PASSAGE SHOWN
■ ■ ■ ■ ■

# Chilean Grapes and Juice



## kwb1963 (Feb 2, 2013)

Hi all,

I drove a few hours North to Harford Winery in Forrest Hill, MD to buy Chilean grapes last spring. Also bought California grapes there this fall. With all the talk about Chilean grapes this coming spring, I'm considering my options. First of all, who ships grapes and how does that work with temp control? Is it expensive? Second, for the whites, is there any difference in buying grapes and pressing them yourself or just buying the juice? 

Last year I had the winery crush and press my Chilean Viognier. But I took the crushed Malbec and Syrah home and pressed those by hand after fermentation. That whole pressing by hand thing drove me to buy a small press. I used the press on the California whites and reds I made this fall. but I wonder if buying the whites already pressed is much different.

Ken


----------



## Boatboy24 (Feb 2, 2013)

Ken, sounds like you're a bit south of me. Near Richmond, maybe? I too am looking for a "local" source. Harford was about the closest place I've seen. The other day, I stumbled on a site for the Washington Area Winemakers and notice that they had ordered grapes from CA last fall. I'm going to try and contact them as well. They are at washingtonwinemakers.org

M&M Grapes has frozen must and ships that.


----------



## novalou (Feb 2, 2013)

■ ■ ■ ■ ■

[Excerpts from the segmentation records]
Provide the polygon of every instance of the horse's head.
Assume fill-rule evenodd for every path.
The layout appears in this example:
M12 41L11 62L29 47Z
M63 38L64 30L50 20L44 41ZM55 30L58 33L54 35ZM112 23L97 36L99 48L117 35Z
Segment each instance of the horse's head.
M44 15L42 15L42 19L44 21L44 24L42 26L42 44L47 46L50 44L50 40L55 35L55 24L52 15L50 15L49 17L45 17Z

■ ■ ■ ■ ■

WORK INSTRUCTIONS
A. Reproduce part of the thread on Chilean grapes and juice, starting at "I drove a few" and ending at "Boatboy24 (Feb 2, 2013)".
B. Answer these from the thread on Chilean grapes and juice:
(i) Where did Ken drive to buy Chilean grapes last spring?
(ii) What did Ken have the winery do with his Chilean Viognier?
(iii) What does Boatboy24 say M&M Grapes ships?
C. Can you extend the thread on Chilean grapes and juice from where it stops?

RESPONSES
A.
I drove a few hours North to Harford Winery in Forrest Hill, MD to buy Chilean grapes last spring. Also bought California grapes there this fall. With all the talk about Chilean grapes this coming spring, I'm considering my options. First of all, who ships grapes and how does that work with temp control? Is it expensive? Second, for the whites, is there any difference in buying grapes and pressing them yourself or just buying the juice? 

Last year I had the winery crush and press my Chilean Viognier. But I took the crushed Malbec and Syrah home and pressed those by hand after fermentation. That whole pressing by hand thing drove me to buy a small press. I used the press on the California whites and reds I made this fall. but I wonder if buying the whites already pressed is much different.

Ken


----------



## Boatboy24 (Feb 2, 2013)

B.
(i) Harford Winery in Forrest Hill, MD
(ii) Crush and press it
(iii) Frozen must

C.
kwb1963 said:


> Hi all,
> 
> I drove a few hours North to Harford Winery in Forrest Hill, MD to buy Chilean grapes last spring. Also bought California grapes there this fall. With all the talk about Chilean grapes this coming spring, I'm considering my options. First of all, who ships grapes and how does that work with temp control? Is it expensive? Second, for the whites, is there any difference in buying grapes and pressing them yourself or just buying the juice?
> 
> ...



I purchase juice for all my whites. Unless you want to experiment with different maceration times with the skins, just buy the juice.


----------



## kwb1963 (Feb 2, 2013)

Boatboy24 said:


> Ken, sounds like you're a bit south of me. Near Richmond, maybe? I too am looking for a "local" source. Harford was about the closest place I've seen. The other day, I stumbled on a site for the Washington Area Winemakers and notice that they had ordered grapes from CA last fall. I'm going to try and contact them as well. They are at washingtonwinemakers.org
> 
> M&M Grapes has frozen must and ships that.



I'm in Southern Maryland, Boatboy. Leonardtown to be exact. I would interested in going in on a group purchase, so I'll check out the link you provided. Thanks!


----------



## kwb1963 (Feb 2, 2013)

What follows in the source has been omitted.